[Stored data]
-=-=-=-=-

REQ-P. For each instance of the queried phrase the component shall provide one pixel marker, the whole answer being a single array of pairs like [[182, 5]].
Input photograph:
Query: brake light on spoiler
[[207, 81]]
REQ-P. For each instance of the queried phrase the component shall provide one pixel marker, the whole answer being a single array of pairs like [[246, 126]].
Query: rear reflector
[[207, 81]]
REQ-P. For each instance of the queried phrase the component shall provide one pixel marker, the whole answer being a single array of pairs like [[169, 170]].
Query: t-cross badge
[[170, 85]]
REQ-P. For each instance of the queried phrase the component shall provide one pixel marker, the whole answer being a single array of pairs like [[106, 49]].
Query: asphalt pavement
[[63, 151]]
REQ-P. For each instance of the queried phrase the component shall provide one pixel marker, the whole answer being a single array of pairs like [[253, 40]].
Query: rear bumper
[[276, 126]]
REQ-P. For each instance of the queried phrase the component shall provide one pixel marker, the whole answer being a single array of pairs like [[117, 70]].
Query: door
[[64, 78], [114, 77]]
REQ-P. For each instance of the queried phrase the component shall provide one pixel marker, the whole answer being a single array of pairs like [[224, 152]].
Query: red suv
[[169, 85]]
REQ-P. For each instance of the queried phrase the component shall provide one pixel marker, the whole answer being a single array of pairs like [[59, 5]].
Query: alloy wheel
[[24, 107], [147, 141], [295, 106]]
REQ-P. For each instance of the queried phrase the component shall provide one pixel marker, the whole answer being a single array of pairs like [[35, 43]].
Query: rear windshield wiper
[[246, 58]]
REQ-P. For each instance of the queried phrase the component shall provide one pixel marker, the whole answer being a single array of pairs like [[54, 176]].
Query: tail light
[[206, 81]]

-=-=-=-=-

(EXERCISE TASK) Render every line of the records above as a JSON array of strings, one string per line, leaving out any blank lines.

(RESPONSE TO THE TASK)
[
  "REQ-P. For each instance of the queried phrase the component shall provide one pixel marker, the whole answer being a single array of pairs like [[182, 5]].",
  "Input photograph:",
  "Query: brake light on spoiler",
  "[[207, 81]]",
  "REQ-P. For each instance of the queried phrase the component shall provide one pixel marker, the whole answer being a single array of pairs like [[246, 126]].",
  "Query: rear reflector",
  "[[207, 81]]",
  "REQ-P. For each instance of the queried phrase the component shall provide one pixel marker, the whole answer being a single array of pairs like [[169, 170]].",
  "Query: t-cross badge",
  "[[170, 85]]",
  "REQ-P. For each instance of the queried phrase the component shall provide one pixel marker, the whole answer being a single array of pairs like [[106, 49]].",
  "Query: asphalt pavement",
  "[[63, 151]]",
  "REQ-P. For each instance of the queried phrase the component shall provide one pixel marker, the whole answer being a single array of pairs like [[253, 40]].",
  "Query: rear bumper",
  "[[276, 126]]",
  "REQ-P. For each instance of the queried phrase the component shall provide one pixel marker, the whole answer being a single array of pairs like [[117, 70]].",
  "Query: door",
  "[[64, 78], [114, 77]]",
  "REQ-P. For each instance of the queried phrase the component shall provide one pixel marker, the whole answer being a single array of pairs like [[224, 152]].",
  "Query: red suv",
  "[[169, 85]]",
  "REQ-P. For each instance of the queried phrase the component shall provide one pixel marker, the whole answer being a single array of pairs like [[59, 5]].",
  "Query: alloy wheel",
  "[[24, 107], [147, 141], [295, 106]]",
  "REQ-P. For each instance of the queried phrase the component shall provide one pixel marker, the whole answer being a single array of pairs like [[35, 43]].",
  "Query: rear windshield wiper",
  "[[246, 58]]",
  "REQ-P. For each instance of the queried phrase the component shall provide one pixel marker, the whole answer being a single array of pairs like [[54, 176]].",
  "Query: tail light",
  "[[206, 81]]"
]